Instrucción 1:
Según el texto de la página, ¿qué requiere el desafío por apreciar este lugar?

*** Texto de la página ***

Cualquiera con todo el derecho del mundo encontrará la dificultad de diferenciar a un japonés de los demás asiáticos. Sólo hay que encontrar el brillo de sus ojos. No es más.



Este un lugar difícil de entender. Como en aquellas incoherencias cotidianas, el desafío por apreciarlo requiere de paciencia y entendimiento. No cautiva a todos pero sí a muchos. Enamora, ocasionalmente, a algunos.

No te da espacio para pensar. Son tantos latidos con tanta presión ametrallados a una velocidad espacial que obstaculizan que aquél desgraciado en busca de la desgraciada razón no tenga la oportunidad para encontrarla en esta ocasión.

Y hablando de sentimientos, cuando el cielo sobre las montañas se tiñe de morado y el cauce de los ríos toma tranquilidad, se inicia una ebullición de una materia desconocida e imperceptible. La intangibilidad del amor entra en su etapa crítica y lo inverosímil se adueña de la escena. Se esparce por medio de ecos y ondas transparentes. Este es un lugar donde dejamos sueños e ilusiones. Es un alivio que nos topamos ante el precipicio de la humanidad.

***

Instrucción 2:
Localiza en las entradas cada línea que contenga la palabra "provide" y cópiala.

*** Datos del ejercicio ***

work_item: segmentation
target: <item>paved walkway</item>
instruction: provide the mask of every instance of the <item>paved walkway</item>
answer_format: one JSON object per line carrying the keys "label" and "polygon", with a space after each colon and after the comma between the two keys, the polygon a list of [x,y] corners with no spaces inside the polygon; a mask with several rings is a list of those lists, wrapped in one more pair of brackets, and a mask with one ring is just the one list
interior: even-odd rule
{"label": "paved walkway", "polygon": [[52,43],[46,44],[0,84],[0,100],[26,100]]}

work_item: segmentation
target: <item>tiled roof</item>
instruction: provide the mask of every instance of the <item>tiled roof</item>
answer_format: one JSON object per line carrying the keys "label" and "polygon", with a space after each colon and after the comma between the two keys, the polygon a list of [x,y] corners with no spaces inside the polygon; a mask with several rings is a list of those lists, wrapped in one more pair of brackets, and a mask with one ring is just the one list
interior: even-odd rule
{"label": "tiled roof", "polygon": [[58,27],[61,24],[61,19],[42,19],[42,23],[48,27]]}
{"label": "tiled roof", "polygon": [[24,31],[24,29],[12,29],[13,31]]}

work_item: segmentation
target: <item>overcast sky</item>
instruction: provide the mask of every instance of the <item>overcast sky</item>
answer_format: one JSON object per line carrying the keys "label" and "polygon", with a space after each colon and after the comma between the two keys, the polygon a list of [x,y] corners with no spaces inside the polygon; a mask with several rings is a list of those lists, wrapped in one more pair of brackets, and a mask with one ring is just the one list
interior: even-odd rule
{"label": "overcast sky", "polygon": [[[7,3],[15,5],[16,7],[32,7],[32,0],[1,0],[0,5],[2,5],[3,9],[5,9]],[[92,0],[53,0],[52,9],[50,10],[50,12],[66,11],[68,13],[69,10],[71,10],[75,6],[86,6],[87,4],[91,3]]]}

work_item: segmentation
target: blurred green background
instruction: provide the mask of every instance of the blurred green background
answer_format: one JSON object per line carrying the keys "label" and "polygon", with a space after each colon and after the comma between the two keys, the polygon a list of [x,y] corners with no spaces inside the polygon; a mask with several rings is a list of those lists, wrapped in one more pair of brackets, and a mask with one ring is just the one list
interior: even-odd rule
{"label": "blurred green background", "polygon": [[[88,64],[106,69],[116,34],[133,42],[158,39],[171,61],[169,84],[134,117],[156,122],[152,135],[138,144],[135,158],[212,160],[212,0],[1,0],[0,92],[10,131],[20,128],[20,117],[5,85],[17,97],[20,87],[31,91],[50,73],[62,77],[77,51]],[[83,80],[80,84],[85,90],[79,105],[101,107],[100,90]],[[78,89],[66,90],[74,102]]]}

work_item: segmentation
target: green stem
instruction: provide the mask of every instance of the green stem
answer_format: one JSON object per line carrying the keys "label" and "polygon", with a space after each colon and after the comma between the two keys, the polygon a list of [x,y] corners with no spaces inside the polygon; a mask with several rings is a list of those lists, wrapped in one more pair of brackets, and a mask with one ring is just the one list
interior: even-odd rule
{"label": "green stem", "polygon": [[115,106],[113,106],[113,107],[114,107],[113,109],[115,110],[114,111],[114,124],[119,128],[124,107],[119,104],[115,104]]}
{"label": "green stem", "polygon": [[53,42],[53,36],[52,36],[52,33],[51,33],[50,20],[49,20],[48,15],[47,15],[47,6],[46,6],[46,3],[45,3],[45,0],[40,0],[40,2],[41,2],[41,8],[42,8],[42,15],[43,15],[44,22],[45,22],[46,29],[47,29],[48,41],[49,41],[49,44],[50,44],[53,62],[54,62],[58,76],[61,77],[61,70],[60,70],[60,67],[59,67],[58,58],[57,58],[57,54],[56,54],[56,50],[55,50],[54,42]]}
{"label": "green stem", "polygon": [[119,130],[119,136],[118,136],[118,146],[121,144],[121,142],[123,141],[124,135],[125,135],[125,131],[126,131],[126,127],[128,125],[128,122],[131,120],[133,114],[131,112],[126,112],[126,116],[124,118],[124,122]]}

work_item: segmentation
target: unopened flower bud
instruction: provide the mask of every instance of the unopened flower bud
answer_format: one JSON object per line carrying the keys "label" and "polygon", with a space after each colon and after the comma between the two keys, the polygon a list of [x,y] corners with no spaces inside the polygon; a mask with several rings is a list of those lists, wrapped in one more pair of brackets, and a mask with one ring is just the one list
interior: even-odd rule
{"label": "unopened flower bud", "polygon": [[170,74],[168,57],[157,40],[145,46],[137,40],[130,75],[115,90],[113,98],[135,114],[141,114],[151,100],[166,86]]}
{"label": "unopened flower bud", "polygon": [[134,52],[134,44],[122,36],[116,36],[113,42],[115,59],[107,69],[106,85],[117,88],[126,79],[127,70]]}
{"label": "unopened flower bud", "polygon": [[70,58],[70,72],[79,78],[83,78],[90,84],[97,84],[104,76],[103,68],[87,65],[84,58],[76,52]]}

***

Respuesta escrita 1:
Paciencia y entendimiento.

Respuesta escrita 2:
instruction: provide the mask of every instance of the <item>paved walkway</item>
instruction: provide the mask of every instance of the <item>tiled roof</item>
instruction: provide the mask of every instance of the <item>overcast sky</item>
instruction: provide the mask of every instance of the blurred green background
instruction: provide the mask of every instance of the green stem
instruction: provide the mask of every instance of the unopened flower bud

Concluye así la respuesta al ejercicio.